提示文 –
ブラジルの大学における遠隔教育の広がりについては以前の報告書でも述べた通りですが、最近発表されたアニジオ・テイシェイラ国家教育調査・研究院(INEP)およびブラジル教育省(MEC)の調査結果から、2011年から2021年にかけて、通信課程の大学への入学者が474%増えたことが明らかになりました。
この流れは民間の大学においてみられるもので、2019年に通信課程の在籍者数は通学課程のそれを上回り、2021年にはその割合が70.5%となり、1673万6850人が通信課程に在籍する計算となりました。
一方、遠隔教育を比較的低価格で提供することにおいて、懸念されるのは教育の質と職業訓練としての効果です。地理的、経済的な理由で高等教育を受けられなかった人々が大学教育を受けられる、就労に必要な知識や技術の提供が可能になるなど遠隔教育には様々なメリットがありますが、知識の提供・応用をいかに確実に行うかという課題があります。また、自己の成長や他者との共存において重要となる、教員や他の学生とのコミュニケーションや交流のスキルも、対面での交流の機会が失われることで衰えていきます。

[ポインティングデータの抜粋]
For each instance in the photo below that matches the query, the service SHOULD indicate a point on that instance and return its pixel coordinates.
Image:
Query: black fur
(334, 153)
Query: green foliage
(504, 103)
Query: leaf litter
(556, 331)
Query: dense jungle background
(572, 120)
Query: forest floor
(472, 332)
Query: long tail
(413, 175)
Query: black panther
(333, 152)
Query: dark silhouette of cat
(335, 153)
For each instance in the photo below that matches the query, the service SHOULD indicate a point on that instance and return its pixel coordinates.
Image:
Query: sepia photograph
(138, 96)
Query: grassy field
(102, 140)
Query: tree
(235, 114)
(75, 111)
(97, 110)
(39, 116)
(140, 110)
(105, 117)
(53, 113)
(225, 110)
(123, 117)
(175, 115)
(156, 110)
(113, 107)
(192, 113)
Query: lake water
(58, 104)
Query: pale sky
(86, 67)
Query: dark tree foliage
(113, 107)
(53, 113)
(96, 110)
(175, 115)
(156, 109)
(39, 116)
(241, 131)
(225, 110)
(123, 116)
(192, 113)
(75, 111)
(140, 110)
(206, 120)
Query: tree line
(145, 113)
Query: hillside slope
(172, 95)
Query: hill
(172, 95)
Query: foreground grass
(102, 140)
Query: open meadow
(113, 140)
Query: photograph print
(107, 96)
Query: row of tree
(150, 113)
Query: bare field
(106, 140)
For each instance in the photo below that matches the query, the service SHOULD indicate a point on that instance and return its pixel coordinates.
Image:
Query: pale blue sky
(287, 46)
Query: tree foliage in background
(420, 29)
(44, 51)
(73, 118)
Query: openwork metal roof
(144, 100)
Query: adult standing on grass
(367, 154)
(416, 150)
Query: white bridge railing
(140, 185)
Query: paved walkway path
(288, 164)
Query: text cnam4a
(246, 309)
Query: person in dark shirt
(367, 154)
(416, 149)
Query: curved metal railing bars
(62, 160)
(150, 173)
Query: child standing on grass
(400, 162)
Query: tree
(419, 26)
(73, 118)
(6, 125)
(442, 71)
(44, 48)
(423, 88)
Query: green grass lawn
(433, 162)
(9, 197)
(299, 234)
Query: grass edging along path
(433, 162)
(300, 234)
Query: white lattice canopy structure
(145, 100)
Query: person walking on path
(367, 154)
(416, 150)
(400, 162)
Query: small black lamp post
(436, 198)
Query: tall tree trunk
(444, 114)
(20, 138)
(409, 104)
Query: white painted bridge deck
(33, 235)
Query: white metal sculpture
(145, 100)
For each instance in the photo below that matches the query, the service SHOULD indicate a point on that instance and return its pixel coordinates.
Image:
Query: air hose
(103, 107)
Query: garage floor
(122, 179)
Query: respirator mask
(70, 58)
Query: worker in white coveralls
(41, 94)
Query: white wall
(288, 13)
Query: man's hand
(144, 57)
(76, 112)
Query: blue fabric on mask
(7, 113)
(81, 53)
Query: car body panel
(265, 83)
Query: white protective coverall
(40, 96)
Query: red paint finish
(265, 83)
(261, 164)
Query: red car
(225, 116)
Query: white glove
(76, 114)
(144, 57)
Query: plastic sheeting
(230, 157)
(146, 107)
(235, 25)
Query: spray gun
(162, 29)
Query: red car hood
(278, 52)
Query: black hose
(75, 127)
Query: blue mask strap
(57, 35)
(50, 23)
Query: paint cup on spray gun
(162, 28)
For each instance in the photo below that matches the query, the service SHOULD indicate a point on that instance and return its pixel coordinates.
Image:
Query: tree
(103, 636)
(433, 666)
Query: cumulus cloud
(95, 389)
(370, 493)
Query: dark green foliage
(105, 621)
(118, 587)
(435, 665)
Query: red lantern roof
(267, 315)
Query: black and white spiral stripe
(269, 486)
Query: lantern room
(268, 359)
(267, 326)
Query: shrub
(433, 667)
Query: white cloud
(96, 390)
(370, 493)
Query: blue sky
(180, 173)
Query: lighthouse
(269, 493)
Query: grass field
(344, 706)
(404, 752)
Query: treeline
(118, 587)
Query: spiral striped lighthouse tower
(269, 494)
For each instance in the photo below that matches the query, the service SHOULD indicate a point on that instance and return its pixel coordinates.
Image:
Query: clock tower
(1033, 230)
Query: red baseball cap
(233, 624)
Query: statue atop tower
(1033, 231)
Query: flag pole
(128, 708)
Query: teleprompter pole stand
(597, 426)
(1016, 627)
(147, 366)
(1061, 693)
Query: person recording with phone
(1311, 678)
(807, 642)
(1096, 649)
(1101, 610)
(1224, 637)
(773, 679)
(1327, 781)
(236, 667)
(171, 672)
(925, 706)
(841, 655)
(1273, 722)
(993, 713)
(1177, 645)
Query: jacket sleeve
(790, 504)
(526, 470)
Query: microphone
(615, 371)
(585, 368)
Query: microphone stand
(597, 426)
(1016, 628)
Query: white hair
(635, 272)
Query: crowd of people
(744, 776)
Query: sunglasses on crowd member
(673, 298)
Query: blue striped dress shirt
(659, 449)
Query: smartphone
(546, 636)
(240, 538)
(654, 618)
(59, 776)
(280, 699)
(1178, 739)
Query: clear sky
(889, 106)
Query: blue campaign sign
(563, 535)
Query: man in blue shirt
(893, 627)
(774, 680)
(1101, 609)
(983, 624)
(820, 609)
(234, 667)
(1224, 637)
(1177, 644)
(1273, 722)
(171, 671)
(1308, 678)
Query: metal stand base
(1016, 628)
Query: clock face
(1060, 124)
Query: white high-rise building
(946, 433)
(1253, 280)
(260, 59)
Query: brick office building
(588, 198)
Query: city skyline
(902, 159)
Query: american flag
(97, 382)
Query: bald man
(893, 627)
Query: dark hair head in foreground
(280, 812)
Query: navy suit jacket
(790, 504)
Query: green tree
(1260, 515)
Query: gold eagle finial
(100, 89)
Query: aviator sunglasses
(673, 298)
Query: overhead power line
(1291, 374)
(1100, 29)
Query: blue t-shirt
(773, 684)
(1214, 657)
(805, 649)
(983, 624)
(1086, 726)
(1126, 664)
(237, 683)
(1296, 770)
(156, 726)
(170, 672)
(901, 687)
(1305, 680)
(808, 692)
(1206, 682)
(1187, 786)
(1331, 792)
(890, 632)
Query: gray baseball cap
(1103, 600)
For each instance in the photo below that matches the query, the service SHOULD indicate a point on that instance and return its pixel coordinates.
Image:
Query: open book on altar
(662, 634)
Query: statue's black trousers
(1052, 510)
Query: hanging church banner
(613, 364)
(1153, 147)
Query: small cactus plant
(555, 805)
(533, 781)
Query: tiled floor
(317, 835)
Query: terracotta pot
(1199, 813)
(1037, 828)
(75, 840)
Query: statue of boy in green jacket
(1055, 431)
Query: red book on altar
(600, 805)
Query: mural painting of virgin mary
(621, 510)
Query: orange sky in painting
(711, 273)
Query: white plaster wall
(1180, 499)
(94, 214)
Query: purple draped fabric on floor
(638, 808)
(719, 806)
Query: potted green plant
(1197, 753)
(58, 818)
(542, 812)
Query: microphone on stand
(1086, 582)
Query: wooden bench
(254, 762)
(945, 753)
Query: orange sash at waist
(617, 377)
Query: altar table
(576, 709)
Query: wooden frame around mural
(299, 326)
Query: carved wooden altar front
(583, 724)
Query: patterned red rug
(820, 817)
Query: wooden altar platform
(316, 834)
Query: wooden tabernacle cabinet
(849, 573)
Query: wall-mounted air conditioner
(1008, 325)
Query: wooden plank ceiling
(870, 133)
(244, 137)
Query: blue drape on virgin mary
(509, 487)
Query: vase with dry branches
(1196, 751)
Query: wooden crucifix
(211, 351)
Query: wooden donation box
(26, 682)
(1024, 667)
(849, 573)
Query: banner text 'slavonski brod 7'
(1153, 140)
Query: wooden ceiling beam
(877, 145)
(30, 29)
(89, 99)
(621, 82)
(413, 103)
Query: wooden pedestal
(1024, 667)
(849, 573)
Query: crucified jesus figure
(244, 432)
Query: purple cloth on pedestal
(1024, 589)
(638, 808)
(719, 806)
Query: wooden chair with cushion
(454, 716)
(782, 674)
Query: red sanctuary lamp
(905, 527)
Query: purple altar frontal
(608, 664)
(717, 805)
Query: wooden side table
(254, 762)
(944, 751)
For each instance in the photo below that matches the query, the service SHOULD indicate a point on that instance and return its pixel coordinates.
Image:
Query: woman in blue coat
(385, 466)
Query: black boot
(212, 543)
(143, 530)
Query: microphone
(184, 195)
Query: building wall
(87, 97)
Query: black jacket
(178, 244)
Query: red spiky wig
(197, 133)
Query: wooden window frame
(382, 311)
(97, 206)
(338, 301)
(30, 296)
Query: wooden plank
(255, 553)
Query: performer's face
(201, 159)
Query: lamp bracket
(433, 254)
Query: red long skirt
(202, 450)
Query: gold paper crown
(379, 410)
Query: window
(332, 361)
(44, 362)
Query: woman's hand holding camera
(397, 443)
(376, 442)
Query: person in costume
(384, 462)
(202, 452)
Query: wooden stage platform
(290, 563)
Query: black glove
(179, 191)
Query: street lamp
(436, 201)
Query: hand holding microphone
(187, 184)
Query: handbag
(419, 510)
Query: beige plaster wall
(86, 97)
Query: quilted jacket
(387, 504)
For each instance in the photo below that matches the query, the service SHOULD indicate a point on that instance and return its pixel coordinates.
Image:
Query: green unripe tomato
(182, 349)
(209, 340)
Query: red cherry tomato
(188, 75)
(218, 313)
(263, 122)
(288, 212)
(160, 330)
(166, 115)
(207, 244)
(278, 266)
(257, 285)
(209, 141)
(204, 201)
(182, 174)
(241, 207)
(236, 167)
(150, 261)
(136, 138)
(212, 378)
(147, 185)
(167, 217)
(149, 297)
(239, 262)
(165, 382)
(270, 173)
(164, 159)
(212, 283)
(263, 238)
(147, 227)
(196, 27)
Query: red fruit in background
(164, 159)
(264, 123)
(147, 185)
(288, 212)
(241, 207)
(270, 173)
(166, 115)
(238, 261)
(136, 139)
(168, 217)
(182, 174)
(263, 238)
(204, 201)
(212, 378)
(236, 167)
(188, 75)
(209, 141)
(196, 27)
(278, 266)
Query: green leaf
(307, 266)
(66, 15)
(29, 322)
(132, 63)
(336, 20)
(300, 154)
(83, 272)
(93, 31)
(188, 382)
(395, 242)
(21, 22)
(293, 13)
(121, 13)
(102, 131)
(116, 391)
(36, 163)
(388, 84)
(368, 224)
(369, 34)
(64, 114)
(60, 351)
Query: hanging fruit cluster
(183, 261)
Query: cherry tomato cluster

取り組む課題 –
(1) 遠隔教育についての文章のうち、「ブラジルの大学における遠隔教」から始まり「に在籍する計算となりました。」で終わる部分を、一字一句変えずに書き出してもらえますか？
(2) エントリのうち、「Query: green leaf」を含む行から始まりエントリの最後で終わる範囲（両端を含む）だけを、「cluster」を「bunch」に入れ替え、ほかは変えずにもう一度書いてくれますか？

演習の解答 –
(1)
ブラジルの大学における遠隔教育の広がりについては以前の報告書でも述べた通りですが、最近発表されたアニジオ・テイシェイラ国家教育調査・研究院(INEP)およびブラジル教育省(MEC)の調査結果から、2011年から2021年にかけて、通信課程の大学への入学者が474%増えたことが明らかになりました。
この流れは民間の大学においてみられるもので、2019年に通信課程の在籍者数は通学課程のそれを上回り、2021年にはその割合が70.5%となり、1673万6850人が通信課程に在籍する計算となりました。

(2)
Query: green leaf
(307, 266)
(66, 15)
(29, 322)
(132, 63)
(336, 20)
(300, 154)
(83, 272)
(93, 31)
(188, 382)
(395, 242)
(21, 22)
(293, 13)
(121, 13)
(102, 131)
(116, 391)
(36, 163)
(388, 84)
(368, 224)
(369, 34)
(64, 114)
(60, 351)
Query: hanging fruit bunch
(183, 261)
Query: cherry tomato bunch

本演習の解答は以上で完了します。